> _文書抜粋_:

___

刺激信号印加装置80は、刺激信号等を受信すると、刺激信号を入力する人体の部位を表示する。この表示に対して、例えば、刺激信号を入力するための端子部80aが、上記人体の部位に取り付けられる。そして、刺激信号の入力を指示する操作が行われると、刺激信号印加装置80は、受信した刺激信号を、端子部80aに出力する。
ここで、刺激信号は、電気的な刺激信号(電流、電圧)に限定されず、例えば、熱的刺激信号、圧力刺激信号、光刺激信号であってもよい。

___

> _提供資料_:

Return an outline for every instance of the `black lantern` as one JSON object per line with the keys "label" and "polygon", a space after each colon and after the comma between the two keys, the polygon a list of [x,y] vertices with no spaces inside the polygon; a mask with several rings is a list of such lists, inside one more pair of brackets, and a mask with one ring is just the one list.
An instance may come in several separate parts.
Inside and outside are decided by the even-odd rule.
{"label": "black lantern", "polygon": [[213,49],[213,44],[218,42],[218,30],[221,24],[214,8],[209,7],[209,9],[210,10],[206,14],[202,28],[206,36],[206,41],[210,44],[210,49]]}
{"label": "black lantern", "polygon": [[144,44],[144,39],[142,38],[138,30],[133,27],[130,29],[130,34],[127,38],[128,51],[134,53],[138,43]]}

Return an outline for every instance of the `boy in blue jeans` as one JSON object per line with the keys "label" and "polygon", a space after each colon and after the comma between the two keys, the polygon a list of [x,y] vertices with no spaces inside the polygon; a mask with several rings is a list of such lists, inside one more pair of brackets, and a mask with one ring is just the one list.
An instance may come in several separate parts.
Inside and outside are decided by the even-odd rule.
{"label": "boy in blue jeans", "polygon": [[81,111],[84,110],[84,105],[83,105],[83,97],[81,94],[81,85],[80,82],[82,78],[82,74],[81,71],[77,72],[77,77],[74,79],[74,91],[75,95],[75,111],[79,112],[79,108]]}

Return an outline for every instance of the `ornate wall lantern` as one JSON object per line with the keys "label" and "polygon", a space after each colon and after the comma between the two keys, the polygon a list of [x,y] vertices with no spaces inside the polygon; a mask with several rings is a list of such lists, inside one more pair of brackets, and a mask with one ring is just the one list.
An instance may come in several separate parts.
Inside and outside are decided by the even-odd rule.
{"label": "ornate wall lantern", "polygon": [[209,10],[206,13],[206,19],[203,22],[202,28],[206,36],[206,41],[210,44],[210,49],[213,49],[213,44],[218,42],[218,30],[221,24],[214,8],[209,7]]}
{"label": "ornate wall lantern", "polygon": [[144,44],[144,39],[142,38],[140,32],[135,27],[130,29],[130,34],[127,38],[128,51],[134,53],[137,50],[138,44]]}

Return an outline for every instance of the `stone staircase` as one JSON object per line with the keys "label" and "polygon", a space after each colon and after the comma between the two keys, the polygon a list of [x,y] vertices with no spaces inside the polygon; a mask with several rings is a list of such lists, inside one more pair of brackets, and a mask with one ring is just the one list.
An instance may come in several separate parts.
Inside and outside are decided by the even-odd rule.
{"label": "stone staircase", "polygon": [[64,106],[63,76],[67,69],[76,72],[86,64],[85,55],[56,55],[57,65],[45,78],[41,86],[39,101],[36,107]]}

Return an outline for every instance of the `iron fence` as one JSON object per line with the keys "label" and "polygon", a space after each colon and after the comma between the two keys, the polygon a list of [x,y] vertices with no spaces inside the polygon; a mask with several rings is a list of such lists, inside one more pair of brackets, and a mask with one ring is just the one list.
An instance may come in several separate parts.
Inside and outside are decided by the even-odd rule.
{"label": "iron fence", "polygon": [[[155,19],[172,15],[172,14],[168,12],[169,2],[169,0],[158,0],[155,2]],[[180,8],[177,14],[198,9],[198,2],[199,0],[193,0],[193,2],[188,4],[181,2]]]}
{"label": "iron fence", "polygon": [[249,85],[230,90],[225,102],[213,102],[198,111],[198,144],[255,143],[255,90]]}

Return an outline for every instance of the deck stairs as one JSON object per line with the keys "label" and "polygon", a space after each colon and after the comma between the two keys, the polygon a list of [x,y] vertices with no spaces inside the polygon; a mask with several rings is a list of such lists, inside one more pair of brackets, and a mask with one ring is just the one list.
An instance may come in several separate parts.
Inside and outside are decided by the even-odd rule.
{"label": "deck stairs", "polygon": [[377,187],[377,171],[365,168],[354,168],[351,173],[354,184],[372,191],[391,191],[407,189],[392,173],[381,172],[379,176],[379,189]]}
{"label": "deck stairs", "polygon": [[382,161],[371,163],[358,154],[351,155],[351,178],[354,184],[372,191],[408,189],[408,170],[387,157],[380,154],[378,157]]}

___

刺激信号印加装置についての抜粋で、刺激信号の入力を指示する操作が行われたとき、装置は受信した刺激信号をどこへ出力するか。 資料は使わなくてよい。

> _回答文_:
端子部80aに出力する。